- Excerpted text:
· · ·

[Date Prev][Date Next][Thread Prev][Thread Next][Date Index][Thread Index]

Re: computer-go: Temporal Difference Learning



On Tuesday, July 15, 2003, at 11:24  AM, Markus Enzenberger wrote:

it was used for training evaluation functions in chess that
used the material value of of the position as input.
Then you have the disadvantage that the material value
can change at every move in an exchange of pieces
which would give you horrible training patterns.
TDLeaf avoids this by using search to get more appropriate
target positions for training (e.g. after the exchange has
happened).
Ah ... explains why it helps.

But you pay a very high price for it, because move
generation during self-play is now exponentially slower.
That's for sure!

IMHO it would have been better to do a quiescence search for
determining the material value of a position used as input
for the evaluation function and choose the moves during
self-play by 1-ply look-ahead.
I don't quite follow you. If you're going to do a deep search anyway, why not use the result to choose the best move?

Another possibility is to train both a move suggestor and a board evaluator at the same time. Once the move suggestor has some idea what it's doing, the program can use a narrower, deeper search.

Peter Drake
Assistant Professor of Computer Science
Lewis & Clark College
http://www.lclark.edu/~drake/

· · ·

- Brief A: In the temporal difference learning post, why does using a position's material value as input lead to poor training patterns, and how does TDLeaf get around this?
- Brief B: Substitute "trade" for "exchange" wherever it occurs in the temporal difference learning post between "Then you have" and "now exponentially slower.", inclusive, and give that passage.

Records from an annotation dataset:
· · ·

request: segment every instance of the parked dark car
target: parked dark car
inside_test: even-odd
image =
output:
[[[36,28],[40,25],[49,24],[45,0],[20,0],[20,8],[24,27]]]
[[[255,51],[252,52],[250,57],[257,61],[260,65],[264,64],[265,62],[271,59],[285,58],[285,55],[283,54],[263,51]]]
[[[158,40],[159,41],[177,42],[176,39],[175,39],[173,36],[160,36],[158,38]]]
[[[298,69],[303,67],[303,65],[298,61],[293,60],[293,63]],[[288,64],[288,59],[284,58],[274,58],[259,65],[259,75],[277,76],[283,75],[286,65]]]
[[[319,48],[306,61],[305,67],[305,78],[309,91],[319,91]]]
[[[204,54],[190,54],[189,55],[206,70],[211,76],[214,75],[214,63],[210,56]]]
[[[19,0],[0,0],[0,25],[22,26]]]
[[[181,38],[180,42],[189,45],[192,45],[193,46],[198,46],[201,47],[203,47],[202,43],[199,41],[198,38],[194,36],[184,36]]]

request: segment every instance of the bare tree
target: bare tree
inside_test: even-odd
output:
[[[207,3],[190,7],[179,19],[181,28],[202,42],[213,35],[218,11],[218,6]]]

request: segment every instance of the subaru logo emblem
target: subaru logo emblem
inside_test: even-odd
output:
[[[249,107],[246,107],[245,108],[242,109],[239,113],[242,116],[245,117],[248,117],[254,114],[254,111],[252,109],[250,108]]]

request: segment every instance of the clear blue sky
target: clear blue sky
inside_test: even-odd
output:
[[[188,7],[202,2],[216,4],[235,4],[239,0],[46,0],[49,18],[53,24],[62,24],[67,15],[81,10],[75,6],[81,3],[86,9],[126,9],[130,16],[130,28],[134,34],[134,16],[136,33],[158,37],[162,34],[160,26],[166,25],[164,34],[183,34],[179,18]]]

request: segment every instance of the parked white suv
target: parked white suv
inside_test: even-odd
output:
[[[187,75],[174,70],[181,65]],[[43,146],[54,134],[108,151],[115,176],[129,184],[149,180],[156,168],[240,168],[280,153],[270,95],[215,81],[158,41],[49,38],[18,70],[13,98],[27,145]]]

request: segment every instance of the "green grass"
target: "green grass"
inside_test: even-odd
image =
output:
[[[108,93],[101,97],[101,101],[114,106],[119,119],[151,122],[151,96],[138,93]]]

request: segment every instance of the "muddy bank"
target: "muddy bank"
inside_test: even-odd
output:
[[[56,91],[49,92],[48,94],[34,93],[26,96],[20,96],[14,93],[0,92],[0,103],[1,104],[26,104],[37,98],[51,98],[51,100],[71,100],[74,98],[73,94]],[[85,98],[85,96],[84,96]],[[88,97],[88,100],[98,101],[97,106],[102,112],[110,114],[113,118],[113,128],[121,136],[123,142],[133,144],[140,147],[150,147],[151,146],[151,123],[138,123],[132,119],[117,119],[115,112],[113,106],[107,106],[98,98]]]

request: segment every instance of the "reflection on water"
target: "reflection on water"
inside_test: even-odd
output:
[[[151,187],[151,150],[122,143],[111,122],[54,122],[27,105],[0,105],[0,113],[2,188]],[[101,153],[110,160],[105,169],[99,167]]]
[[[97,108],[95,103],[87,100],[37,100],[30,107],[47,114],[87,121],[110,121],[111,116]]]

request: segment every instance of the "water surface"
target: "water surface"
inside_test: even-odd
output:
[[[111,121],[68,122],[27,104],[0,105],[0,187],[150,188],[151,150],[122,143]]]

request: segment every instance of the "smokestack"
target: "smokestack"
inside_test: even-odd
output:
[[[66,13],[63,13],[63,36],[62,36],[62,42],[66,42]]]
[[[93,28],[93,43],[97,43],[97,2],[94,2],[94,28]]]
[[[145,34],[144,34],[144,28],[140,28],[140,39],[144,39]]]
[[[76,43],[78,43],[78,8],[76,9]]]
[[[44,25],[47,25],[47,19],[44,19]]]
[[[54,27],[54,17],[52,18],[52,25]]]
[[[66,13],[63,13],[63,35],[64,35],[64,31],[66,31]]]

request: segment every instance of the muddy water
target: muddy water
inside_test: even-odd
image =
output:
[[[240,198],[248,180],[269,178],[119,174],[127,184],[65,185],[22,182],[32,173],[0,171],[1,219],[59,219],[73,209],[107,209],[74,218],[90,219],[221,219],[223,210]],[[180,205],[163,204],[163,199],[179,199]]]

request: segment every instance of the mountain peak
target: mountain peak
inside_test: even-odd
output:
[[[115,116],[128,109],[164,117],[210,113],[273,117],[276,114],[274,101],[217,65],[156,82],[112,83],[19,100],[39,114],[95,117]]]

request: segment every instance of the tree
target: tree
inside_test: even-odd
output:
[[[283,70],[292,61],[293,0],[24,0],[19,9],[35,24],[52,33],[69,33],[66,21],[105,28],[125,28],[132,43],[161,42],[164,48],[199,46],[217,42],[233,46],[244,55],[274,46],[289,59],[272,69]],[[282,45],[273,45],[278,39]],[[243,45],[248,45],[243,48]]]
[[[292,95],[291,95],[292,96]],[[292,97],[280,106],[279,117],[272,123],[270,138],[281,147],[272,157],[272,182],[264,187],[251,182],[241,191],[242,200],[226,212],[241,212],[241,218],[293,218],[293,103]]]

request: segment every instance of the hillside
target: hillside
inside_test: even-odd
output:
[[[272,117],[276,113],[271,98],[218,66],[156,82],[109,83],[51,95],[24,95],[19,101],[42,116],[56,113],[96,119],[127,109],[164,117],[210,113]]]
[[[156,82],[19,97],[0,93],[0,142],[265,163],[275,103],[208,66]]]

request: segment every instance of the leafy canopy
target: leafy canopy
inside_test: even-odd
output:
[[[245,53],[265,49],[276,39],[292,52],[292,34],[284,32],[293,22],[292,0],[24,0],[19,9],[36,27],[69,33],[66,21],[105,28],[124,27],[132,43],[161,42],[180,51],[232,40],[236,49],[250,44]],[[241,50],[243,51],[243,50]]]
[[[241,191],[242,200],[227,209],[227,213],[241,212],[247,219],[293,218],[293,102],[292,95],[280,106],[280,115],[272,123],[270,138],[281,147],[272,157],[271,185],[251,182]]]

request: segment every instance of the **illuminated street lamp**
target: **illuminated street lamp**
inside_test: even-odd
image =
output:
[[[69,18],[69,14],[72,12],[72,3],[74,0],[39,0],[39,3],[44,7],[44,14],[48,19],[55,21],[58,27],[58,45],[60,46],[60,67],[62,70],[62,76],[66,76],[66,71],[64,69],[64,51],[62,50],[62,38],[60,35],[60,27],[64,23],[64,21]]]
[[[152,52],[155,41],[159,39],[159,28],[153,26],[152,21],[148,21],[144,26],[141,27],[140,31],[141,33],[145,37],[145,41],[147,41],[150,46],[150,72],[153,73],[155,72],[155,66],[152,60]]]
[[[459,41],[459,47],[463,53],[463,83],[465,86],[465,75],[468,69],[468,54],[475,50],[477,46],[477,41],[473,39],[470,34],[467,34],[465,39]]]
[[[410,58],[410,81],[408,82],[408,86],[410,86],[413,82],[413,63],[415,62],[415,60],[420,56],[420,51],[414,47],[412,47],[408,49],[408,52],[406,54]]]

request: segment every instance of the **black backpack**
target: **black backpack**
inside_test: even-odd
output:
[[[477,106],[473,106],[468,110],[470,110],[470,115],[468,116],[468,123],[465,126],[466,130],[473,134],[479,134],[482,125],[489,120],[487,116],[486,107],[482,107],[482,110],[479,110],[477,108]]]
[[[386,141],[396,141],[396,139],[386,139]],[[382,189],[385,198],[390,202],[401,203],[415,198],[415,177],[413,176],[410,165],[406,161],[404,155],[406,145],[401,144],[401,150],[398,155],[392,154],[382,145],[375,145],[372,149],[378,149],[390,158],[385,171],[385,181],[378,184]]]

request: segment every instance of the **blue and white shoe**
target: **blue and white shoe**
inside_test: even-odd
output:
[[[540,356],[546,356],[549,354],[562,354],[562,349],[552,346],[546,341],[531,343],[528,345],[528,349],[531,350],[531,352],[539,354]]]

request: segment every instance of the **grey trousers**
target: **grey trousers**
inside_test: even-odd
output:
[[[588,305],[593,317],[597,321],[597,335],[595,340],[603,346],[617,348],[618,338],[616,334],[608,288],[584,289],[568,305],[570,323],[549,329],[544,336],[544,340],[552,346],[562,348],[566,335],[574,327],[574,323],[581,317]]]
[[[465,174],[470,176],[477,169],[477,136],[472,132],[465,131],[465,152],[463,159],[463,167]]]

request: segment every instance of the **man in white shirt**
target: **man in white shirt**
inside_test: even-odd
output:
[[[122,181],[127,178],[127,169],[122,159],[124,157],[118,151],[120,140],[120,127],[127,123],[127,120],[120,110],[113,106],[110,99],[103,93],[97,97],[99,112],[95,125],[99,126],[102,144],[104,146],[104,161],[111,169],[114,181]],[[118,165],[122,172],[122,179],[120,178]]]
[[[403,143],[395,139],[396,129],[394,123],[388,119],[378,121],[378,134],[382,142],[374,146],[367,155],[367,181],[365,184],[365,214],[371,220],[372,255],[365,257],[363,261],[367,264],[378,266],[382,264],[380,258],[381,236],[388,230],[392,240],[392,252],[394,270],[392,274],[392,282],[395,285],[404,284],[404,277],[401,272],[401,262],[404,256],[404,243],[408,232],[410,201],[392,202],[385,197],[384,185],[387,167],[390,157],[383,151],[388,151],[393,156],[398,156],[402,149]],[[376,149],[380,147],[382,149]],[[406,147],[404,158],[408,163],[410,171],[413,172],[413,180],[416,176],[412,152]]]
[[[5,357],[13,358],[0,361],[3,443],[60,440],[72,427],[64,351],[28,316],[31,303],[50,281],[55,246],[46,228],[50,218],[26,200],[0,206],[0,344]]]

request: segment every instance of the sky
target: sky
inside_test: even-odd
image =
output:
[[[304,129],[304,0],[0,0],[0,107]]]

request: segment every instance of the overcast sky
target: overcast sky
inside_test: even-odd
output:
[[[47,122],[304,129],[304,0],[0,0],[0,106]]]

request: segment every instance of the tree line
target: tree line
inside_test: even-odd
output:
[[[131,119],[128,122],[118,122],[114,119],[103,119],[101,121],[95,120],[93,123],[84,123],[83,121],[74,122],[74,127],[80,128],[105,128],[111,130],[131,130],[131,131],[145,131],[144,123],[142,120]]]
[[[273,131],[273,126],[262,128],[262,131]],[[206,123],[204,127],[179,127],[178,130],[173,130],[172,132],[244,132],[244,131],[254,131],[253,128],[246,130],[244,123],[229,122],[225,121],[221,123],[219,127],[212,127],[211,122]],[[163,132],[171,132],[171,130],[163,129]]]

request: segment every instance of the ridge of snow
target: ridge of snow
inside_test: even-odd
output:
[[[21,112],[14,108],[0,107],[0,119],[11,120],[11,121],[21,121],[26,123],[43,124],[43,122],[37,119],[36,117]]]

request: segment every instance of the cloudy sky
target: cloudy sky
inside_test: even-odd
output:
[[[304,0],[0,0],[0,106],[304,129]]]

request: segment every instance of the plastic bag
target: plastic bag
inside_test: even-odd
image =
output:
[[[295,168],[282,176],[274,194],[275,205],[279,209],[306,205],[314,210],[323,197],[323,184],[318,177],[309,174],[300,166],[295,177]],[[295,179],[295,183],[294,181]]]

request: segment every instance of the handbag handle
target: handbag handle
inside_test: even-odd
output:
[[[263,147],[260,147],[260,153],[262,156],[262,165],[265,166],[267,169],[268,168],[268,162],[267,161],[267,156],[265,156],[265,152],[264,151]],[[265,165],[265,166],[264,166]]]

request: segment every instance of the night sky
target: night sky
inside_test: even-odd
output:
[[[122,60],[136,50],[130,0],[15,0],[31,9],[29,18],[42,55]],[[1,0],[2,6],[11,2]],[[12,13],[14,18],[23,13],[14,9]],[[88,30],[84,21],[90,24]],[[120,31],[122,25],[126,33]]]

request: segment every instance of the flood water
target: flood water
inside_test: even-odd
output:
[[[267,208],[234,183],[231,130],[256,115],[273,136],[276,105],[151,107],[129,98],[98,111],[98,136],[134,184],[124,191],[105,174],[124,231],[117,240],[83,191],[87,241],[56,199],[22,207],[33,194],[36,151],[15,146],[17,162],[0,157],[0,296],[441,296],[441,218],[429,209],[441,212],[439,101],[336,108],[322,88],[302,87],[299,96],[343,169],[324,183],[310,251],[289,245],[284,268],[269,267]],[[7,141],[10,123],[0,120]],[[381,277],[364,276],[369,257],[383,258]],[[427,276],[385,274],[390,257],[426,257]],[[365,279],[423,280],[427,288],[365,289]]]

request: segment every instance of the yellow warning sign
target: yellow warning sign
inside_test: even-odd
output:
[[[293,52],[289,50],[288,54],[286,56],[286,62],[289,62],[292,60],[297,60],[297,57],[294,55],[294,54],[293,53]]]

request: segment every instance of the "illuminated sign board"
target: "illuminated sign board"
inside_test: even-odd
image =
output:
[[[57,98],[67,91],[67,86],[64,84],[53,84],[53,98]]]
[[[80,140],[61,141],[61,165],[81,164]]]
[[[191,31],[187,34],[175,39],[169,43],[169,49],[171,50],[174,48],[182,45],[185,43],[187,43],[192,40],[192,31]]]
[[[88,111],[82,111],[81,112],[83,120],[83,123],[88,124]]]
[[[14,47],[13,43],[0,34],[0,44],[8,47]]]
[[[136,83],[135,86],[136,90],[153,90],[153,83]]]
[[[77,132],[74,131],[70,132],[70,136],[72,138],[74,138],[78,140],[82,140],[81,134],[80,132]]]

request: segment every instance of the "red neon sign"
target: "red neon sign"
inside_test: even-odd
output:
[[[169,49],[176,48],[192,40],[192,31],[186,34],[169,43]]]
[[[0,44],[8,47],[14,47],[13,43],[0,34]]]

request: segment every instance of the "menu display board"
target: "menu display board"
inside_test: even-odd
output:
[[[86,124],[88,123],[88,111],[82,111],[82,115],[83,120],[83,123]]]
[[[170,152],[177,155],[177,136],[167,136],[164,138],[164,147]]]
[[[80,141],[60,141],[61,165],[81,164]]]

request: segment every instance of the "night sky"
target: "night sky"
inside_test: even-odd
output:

· · ·

- Exercise result A: The material value can change at every move during an exchange of pieces, so the training patterns become horrible. TDLeaf avoids this by using search to find more suitable target positions for training, such as positions after the exchange has happened.

- Exercise result B:
Then you have the disadvantage that the material value
can change at every move in an trade of pieces
which would give you horrible training patterns.
TDLeaf avoids this by using search to get more appropriate
target positions for training (e.g. after the trade has
happened).
Ah ... explains why it helps.

But you pay a very high price for it, because move
generation during self-play is now exponentially slower.